═════ DATA PROVIDED
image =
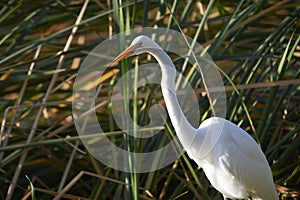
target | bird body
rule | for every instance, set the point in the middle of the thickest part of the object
(234, 163)
(229, 156)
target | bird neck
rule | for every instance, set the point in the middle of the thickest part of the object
(184, 130)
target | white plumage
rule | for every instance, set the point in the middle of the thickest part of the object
(230, 158)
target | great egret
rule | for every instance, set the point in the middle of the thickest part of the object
(233, 162)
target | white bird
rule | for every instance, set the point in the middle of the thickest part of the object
(233, 162)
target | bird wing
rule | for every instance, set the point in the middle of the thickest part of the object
(243, 160)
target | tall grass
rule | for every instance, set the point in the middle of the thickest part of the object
(255, 44)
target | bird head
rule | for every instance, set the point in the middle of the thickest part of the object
(140, 44)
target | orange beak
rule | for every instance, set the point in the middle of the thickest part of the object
(126, 53)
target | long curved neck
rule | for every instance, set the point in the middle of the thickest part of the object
(184, 130)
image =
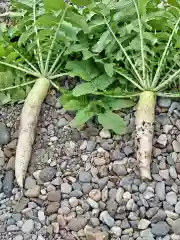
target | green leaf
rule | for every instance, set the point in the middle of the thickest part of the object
(6, 79)
(46, 20)
(82, 117)
(75, 48)
(117, 104)
(87, 54)
(54, 4)
(2, 51)
(77, 20)
(102, 43)
(108, 67)
(25, 36)
(112, 121)
(4, 98)
(82, 2)
(102, 82)
(12, 56)
(69, 30)
(83, 89)
(83, 69)
(142, 6)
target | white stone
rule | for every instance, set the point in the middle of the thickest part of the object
(104, 133)
(28, 226)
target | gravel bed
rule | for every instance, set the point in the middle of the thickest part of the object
(85, 184)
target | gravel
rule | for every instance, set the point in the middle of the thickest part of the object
(4, 134)
(86, 184)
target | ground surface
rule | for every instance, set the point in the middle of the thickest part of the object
(79, 180)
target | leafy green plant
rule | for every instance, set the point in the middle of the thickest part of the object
(35, 46)
(135, 46)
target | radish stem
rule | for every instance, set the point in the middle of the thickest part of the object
(145, 117)
(28, 121)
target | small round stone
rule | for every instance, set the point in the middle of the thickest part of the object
(95, 194)
(28, 226)
(85, 177)
(73, 201)
(66, 188)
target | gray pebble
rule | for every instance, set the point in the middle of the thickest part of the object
(66, 188)
(160, 229)
(18, 237)
(102, 182)
(47, 174)
(160, 190)
(171, 198)
(8, 182)
(159, 216)
(62, 122)
(119, 168)
(164, 102)
(4, 134)
(177, 208)
(112, 207)
(143, 224)
(107, 219)
(92, 203)
(175, 226)
(173, 106)
(176, 146)
(28, 226)
(85, 177)
(128, 150)
(76, 193)
(91, 145)
(77, 224)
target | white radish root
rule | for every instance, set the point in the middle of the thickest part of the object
(28, 121)
(145, 119)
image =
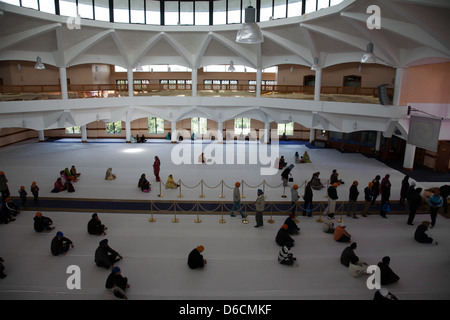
══════════
> **TASK TO COMPLETE**: Can you change "thickest" to "widest" throughout the entries above, keep everything else the same, and leave out the pictures?

> **EXPECTED ANSWER**:
image =
target | bird body
rule | for every instance, set the point in the middle of the widest part of the object
(234, 163)
(229, 156)
target | bird neck
rule | for every instance, set the point in the middle of the widest part of the object
(184, 130)
target | white plumage
rule | for every instance, set the point in the middle of the widest part of the object
(230, 158)
target | great egret
rule | for every instance, set the point in the middle of the widest part of the object
(233, 162)
target | white bird
rule | for every instance, set the point in the middle of the widest part of the object
(233, 162)
target | bird wing
rule | for every instance, set the point in the middle of the widest part of the object
(243, 160)
target | tall grass
rule | for every instance, set the point in the middle of the widest part of the object
(255, 44)
target | bird head
rule | for every instance, set the point in the middle of the widest part of the object
(140, 44)
target | orange beak
rule | for every instance, set the point in the middle of the widest part of the object
(126, 53)
target | long curved neck
rule | for every instance, set the point in the middle of the widest part of the object
(184, 130)
image =
target | green leaf
rule | for every instance, set the point in the middle of the widest part of the object
(6, 79)
(46, 20)
(82, 117)
(75, 48)
(117, 104)
(87, 54)
(54, 4)
(2, 51)
(77, 20)
(102, 43)
(108, 67)
(25, 36)
(112, 121)
(4, 98)
(82, 2)
(102, 82)
(12, 56)
(69, 30)
(83, 89)
(83, 69)
(142, 6)
target | white stone
rule | for every instance, set the point in the middle of the widest part of the object
(104, 133)
(28, 226)
target | gravel bed
rule | for every instance, set the point in the middle of the widest part of the object
(85, 184)
target | gravel
rule | for every instance, set the point in the middle of the widest part of the object
(4, 134)
(86, 184)
target | ground surface
rule | for every instance, set the point in the middle of the widest part of the object
(79, 180)
target | leafy green plant
rule | for every instance, set the point in the middle of the widest part of the object
(35, 46)
(135, 46)
target | radish stem
rule | for every instance, set the point in the middle of the widest part of the object
(145, 117)
(28, 121)
target | small round stone
rule | for every instance, set the point in the middle of the widest part of the object
(95, 194)
(28, 226)
(85, 177)
(73, 201)
(66, 188)
target | gray pebble
rule | for every instance, set the point in the middle of the widest part of the object
(66, 188)
(160, 229)
(18, 237)
(102, 182)
(47, 174)
(160, 190)
(171, 198)
(8, 182)
(159, 216)
(62, 122)
(119, 168)
(164, 102)
(4, 134)
(177, 208)
(112, 207)
(143, 224)
(107, 219)
(92, 203)
(175, 226)
(173, 106)
(176, 146)
(28, 226)
(85, 177)
(128, 150)
(76, 193)
(91, 145)
(77, 224)
target | white radish root
rule | for every instance, set the point in the middle of the widest part of the object
(28, 121)
(145, 119)
image =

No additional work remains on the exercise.